Complete the following
1 - Say whether each statement below agrees with the forum thread about a puppy's ears, answering yes or no and quoting the deciding words of the thread exactly. (a) One reply says one week is long enough to keep ear forms on. (b) The dog's owner plans to leave the tape on for about two to four weeks. (c) One poster knows of a case where the ears stood up around 18 months.
2 - Extend the forum thread about a puppy's ears from the point where it stops.

Please let me know your thoughts before I cry - well too late for that!


----------



## GSDAlphaMom (Jul 20, 2010)

Well it is late but it can still happen but love him either way!  At his age I would think he's going to need help to get them up. Any time I have a pup that has ears still down at 5 months I start using forms.

Did you use ear froms and surgical glue before? You are correct 1 week is not long enough. If they start to come loose toward the end of a week, just reglue rather than letting them come out. Also get some Solid Gold Seameal, I hear it is helpful as well.


----------



## jeasy02 (Dec 9, 2010)

OH yes I am going to love him regardless, but being my first dog, it is kind of hard not to look at him differently when everyone else GSD has their ears perked up. I was reading different sites and everyone said to use Tear Mender so that is what I used before. What happened is that the glue got so thick on the hair that it was not even hair anymore, it was glue sticking on glue, which after while it would just come apart even after the first day. It is funny because even a couple of times last week when he was running and playing both ears would be up and perked, but for the most part, they were sideways. 

I figure since their parents and their entire pedigree's ears were up, then his should - with a little bit of help of course. Today I am going to buy the material for the tape and really tape it on there so he won't be able to scratch it off and leave it for about 2 - 4 weeks. If after by then it does not stay erect, I will try one more time and if after by then, I figure I will accept him for who he is. But I am sure it will work this time with a little bit more dedication!

Thank you and I will also try the Solid Gold Seameal


----------



## tupacolypse (Dec 12, 2010)

i had the same problem. glue would come apart and take hair with it... tape would slide right off... so im just gonna except what ever happens i guess. i know one case where the ears stood up around 18 months


----------



## Emoore (Oct 9, 2002)

Stored records
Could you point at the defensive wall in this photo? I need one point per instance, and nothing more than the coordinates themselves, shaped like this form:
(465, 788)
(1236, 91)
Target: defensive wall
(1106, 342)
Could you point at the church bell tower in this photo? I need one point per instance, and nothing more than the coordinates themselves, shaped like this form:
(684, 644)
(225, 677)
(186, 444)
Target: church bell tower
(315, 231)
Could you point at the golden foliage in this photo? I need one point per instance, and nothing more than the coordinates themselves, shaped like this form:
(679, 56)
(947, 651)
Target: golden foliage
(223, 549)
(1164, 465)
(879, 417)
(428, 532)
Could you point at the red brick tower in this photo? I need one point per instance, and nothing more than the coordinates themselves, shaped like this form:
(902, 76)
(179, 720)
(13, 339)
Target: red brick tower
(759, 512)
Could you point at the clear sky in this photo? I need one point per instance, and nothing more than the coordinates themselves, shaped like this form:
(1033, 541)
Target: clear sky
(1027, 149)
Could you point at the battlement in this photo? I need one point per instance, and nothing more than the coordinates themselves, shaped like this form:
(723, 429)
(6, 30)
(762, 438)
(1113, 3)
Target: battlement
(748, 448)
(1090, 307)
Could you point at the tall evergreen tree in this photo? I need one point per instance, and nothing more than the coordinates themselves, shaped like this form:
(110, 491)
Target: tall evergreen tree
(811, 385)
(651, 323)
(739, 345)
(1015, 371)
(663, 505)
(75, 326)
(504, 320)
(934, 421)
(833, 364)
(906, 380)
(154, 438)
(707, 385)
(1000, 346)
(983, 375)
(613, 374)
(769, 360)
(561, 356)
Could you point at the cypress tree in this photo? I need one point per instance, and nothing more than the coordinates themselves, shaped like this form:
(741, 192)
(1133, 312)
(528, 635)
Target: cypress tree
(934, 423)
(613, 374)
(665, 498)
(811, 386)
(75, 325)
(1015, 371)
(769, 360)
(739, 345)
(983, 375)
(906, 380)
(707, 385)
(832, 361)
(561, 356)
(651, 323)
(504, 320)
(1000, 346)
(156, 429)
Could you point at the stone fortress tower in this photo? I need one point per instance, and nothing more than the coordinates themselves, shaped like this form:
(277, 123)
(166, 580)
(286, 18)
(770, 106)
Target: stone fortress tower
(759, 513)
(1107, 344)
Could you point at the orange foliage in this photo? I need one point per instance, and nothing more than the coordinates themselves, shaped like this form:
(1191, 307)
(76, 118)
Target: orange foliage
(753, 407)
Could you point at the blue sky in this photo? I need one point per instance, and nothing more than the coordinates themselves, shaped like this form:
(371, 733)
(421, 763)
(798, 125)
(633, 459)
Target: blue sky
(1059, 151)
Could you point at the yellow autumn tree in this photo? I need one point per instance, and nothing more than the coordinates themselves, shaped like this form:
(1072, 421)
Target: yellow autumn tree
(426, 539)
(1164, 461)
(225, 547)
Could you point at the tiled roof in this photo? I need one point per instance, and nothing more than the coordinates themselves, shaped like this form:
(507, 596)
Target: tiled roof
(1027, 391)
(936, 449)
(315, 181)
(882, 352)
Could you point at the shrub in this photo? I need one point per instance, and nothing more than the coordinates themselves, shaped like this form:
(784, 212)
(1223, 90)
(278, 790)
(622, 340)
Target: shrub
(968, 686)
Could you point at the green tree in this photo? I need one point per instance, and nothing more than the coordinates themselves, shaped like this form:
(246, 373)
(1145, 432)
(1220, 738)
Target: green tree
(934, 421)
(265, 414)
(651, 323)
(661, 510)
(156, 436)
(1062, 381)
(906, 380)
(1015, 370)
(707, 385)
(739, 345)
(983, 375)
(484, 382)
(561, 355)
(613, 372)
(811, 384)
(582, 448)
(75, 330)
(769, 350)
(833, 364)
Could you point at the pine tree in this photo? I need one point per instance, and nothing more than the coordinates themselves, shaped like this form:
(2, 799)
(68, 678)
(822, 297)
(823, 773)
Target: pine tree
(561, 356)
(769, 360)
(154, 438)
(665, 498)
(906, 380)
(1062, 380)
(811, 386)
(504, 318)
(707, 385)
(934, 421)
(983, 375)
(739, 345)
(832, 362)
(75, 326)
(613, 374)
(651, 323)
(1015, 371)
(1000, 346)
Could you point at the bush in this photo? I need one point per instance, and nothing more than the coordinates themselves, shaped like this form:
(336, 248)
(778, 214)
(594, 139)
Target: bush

Task-by-task outputs
1 -
(a) No: "You are correct 1 week is not long enough."
(b) Yes: "leave it for about 2 - 4 weeks."
(c) Yes: "i know one case where the ears stood up around 18 months."

2 -
jeasy02 said:


> OH yes I am going to love him regardless, but being my first dog, it is kind of hard not to look at him differently when everyone else GSD has their ears perked up.


Not everyone!











I :wub: floppy/unusual ears!


----------



## ZebsMommy (Dec 4, 2010)

Emoore said:


> Not everyone!
> 
> 
> 
> ...


Emoore your pup is adorable! It's like a permanent puppy stage ears! I LOVE it! I sometimes wish Zeb's were still floppy, it was so cute. Don't get me wrong, I love the up ears, I just think it's so cute!


----------



## rcase (Jul 7, 2010)

Your story about the 8-month-old GSD is just about exactly the same as mine. In fact, I sat down to ask what has happened to my GSD who, after 8 months, now has one ear up and one ear down. I didn't tape because just as I was about to tape they would go up. I called the breeder and she gave me the same story that you got. "That's really strange because all of the other pups' ears went up early." Then, as I let out a few details about diet and the method I used to eventually tape the ears I heard the whole business about how it was my fault!! I am trying the breathe-right strips now, but it doesn't seem to be going anywhere. I asked the vet if anything could be done, and she got a little frustrated with me. Anyway, I know how you feel. I have my fingers crossed for your GSD and, well, mine too.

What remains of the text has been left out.